(STORED DATA Opens)

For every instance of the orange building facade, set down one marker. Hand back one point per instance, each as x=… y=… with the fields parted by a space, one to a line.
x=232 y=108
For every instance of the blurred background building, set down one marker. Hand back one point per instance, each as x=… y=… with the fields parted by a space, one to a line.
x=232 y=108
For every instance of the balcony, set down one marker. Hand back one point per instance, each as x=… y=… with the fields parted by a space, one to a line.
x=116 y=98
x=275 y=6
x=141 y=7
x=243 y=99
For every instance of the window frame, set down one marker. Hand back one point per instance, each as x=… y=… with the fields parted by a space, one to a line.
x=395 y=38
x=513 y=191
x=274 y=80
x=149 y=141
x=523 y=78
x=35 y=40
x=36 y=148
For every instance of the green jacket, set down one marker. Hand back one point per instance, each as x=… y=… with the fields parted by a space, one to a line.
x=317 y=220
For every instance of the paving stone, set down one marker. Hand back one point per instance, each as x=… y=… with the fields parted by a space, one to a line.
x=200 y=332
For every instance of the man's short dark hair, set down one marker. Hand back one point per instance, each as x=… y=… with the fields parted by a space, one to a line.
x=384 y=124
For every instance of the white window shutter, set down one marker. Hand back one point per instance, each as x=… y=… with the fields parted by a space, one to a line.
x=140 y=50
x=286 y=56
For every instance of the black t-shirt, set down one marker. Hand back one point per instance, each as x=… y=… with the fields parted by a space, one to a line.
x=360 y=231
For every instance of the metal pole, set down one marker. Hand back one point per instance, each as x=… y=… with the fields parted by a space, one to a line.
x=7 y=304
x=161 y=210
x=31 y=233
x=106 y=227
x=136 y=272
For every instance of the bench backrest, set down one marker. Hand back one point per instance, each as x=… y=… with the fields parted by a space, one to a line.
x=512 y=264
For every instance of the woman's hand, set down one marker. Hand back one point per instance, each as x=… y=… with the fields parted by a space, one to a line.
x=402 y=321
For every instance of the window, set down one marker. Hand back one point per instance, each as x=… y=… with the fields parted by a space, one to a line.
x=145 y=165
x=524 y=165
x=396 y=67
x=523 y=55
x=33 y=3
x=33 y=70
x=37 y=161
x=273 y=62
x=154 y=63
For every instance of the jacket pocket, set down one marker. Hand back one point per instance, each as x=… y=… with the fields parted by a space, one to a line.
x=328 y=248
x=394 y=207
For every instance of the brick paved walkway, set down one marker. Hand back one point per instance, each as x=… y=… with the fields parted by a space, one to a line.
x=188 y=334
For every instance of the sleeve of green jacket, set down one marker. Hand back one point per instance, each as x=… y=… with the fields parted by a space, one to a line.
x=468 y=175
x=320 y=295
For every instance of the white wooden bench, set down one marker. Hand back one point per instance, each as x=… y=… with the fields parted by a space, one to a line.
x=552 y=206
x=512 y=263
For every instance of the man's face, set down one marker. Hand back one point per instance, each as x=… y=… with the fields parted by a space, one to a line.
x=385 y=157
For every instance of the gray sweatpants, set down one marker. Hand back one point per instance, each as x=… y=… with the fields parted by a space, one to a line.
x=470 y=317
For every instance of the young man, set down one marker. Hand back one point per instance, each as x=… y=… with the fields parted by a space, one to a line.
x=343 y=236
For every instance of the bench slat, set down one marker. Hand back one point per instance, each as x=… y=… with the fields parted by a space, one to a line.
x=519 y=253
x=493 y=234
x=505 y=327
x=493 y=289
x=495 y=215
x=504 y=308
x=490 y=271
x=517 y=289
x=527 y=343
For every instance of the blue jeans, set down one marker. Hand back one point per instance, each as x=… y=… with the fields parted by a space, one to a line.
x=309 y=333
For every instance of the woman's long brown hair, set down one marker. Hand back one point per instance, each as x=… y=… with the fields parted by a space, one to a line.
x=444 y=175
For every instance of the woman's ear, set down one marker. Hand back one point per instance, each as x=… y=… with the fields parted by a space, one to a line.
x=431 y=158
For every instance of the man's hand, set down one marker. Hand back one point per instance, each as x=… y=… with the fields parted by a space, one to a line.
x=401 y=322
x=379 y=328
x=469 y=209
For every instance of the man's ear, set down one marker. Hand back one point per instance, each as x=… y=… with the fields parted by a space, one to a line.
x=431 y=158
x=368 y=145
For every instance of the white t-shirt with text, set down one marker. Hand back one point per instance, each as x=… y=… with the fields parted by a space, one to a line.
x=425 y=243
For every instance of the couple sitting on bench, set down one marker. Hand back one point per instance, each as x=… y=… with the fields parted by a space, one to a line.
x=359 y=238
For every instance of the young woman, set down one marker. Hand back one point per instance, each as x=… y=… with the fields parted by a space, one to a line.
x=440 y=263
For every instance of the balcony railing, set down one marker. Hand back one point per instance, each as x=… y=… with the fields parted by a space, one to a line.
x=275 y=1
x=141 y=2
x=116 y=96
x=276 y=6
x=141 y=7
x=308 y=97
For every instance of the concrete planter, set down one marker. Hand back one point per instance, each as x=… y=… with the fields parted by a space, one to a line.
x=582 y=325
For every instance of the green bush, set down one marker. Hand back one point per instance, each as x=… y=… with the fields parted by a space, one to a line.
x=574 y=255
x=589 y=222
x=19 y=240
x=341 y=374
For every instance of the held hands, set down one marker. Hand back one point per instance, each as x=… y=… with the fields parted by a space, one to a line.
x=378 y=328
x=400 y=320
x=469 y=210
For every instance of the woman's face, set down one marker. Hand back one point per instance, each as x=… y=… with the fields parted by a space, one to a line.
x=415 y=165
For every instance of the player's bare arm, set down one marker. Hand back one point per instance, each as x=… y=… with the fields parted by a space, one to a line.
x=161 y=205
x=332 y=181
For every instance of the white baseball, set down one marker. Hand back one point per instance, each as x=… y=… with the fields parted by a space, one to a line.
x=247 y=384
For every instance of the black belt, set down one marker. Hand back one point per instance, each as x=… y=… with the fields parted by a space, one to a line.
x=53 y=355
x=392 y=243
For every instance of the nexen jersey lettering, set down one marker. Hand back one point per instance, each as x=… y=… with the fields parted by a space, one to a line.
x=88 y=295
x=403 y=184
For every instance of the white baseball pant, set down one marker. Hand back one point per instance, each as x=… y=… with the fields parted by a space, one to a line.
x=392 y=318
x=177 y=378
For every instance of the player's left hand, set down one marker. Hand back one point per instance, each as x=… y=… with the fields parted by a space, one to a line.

(STORED DATA Closes)

# PROBLEM DETAILS
The answer is the line with "For every instance of the nexen" plus every line after it to the last line of the entries above, copied exactly and with no other lines.

# YOUR RESPONSE
For every instance of the nexen jersey lettering, set down one marker. Hand back one point per instance, each as x=… y=… with the fields parted by a space, one to a line.
x=88 y=295
x=403 y=184
For every instance of the white baseball pant, set down one marker. Hand back one point per instance, each as x=… y=… with the fields parted by a space, one to a line.
x=392 y=318
x=177 y=378
For every instance of the player's left hand, set down one marker. Hand back one point per instance, each as x=… y=… with the fields parted by a space, one to a line.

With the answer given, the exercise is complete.